Kompas.com, Indonesia Terancam Baby Booming

Labels: ,

24 Comments:

  • pertamax
    Anak2 di sini banyak harus ikut les ini itu sih,kan kiasu..

    By Blogger BiPu, at 9:00 AM, August 17, 2008  

  • Btw, ada artikel yang bagus nih. Rasanya sayang banget kalo nggak di-share. Jadi saya copy paste di sini ya:

    Tulisan Harry Sufehmi

    A Geek (Parent)’s Love

    As a computer geek, I love my kids a bit differently (is it an understatement ?) than others.
    I love them very much, but I’m also able to discipline them fairly when needed. My kids are all able to use computer since they’re babies :) All are able to use Linux daily :D
    They love books, as I do. They don’t watch TV (I forbid one in my house), but they browse the internet under our supervision. And so on.

    But what make me in awe everyday is because I happen to understand computers : I know how stupid it is. So I’m constantly amazed when my kids are able to accomplish something new. Because it made me remember that, despite the latest advances in the artificial-intelligence field, they are nowhere close to the intelligence level of my baby : self-aware & sentient. And capability to learn pretty much **anything**.
    Try to top that :)

    Anyway, so it was with great feeling I read this comment again and again. It moved me so much.
    It was exactly my experience, but written so much more eloquently that I could ever hoped for.

    I hope I’ll be successful in my duty : to raise all of my kids to be good adults. To all other geek parent’s out there, here’s one for you :

    I won’t lie to you — being a parent is no laughing matter. It is a ton of work. It can be amazingly stressful and expensive. I’ve been through periods that I look back on now and wonder how the hell I managed to pull through without going completely insane.

Data tersimpan:

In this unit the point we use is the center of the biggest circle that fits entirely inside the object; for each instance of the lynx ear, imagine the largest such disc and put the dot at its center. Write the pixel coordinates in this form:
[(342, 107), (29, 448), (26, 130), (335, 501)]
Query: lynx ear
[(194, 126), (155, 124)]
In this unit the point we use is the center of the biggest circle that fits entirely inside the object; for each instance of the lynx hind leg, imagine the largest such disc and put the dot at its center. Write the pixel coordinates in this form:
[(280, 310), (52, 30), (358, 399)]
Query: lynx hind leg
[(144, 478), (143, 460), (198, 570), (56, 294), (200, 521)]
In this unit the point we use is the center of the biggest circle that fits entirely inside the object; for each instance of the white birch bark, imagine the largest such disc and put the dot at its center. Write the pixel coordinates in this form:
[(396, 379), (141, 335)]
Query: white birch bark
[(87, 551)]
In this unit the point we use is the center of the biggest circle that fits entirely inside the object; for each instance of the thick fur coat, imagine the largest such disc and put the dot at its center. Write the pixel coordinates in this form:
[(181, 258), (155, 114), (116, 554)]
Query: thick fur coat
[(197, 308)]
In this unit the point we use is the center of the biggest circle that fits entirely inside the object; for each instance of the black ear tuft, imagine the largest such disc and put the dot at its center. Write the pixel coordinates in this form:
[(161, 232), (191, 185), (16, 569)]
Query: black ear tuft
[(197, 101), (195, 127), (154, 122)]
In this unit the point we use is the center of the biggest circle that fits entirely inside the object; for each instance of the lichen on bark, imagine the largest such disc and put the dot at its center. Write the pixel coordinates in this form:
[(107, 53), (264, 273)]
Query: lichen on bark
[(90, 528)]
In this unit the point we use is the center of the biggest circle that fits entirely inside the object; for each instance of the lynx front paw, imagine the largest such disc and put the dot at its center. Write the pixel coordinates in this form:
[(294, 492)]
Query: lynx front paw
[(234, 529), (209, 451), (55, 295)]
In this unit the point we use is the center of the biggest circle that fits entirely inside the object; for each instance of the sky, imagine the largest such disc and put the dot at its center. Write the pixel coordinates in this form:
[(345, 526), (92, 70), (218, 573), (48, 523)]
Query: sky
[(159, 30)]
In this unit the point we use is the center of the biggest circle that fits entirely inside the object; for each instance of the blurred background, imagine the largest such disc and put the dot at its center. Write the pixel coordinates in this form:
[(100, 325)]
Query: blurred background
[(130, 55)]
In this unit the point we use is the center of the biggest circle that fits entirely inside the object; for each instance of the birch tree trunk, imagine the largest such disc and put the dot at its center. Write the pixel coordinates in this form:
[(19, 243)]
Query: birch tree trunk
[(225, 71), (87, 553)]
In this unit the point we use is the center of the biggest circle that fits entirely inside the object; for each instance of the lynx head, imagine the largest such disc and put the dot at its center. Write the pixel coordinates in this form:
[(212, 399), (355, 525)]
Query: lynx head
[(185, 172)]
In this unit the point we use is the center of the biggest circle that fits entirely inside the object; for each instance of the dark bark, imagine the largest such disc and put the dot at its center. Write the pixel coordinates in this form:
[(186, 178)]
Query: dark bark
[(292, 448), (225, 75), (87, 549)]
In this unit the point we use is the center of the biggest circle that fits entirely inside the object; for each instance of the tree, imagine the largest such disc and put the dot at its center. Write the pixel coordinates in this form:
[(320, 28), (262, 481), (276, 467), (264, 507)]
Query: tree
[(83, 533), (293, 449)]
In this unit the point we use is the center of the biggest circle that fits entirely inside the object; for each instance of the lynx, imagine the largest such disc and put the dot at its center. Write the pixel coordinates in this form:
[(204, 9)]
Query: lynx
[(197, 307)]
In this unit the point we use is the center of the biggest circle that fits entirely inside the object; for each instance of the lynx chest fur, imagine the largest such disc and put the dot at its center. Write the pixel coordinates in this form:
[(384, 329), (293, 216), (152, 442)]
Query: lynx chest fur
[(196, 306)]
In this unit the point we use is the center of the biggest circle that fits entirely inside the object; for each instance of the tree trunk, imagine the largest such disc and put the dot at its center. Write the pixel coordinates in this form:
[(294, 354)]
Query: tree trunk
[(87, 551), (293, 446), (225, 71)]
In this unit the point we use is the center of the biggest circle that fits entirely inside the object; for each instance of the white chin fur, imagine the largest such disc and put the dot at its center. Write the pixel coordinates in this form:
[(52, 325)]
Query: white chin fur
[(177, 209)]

Tugas:
Jawablah pertanyaan berikut berdasarkan kutipan dokumen:
(a) Berapa jumlah komentar yang tercantum pada halaman itu?
(b) Siapa pengirim komentar yang diawali kata "pertamax"?
(c) Menurut tulisan "A Geek (Parent)'s Love", sistem operasi apa yang dipakai anak-anak penulisnya setiap hari?

Jawaban:
(a) 24 komentar.
(b) Blogger BiPu.
(c) Linux.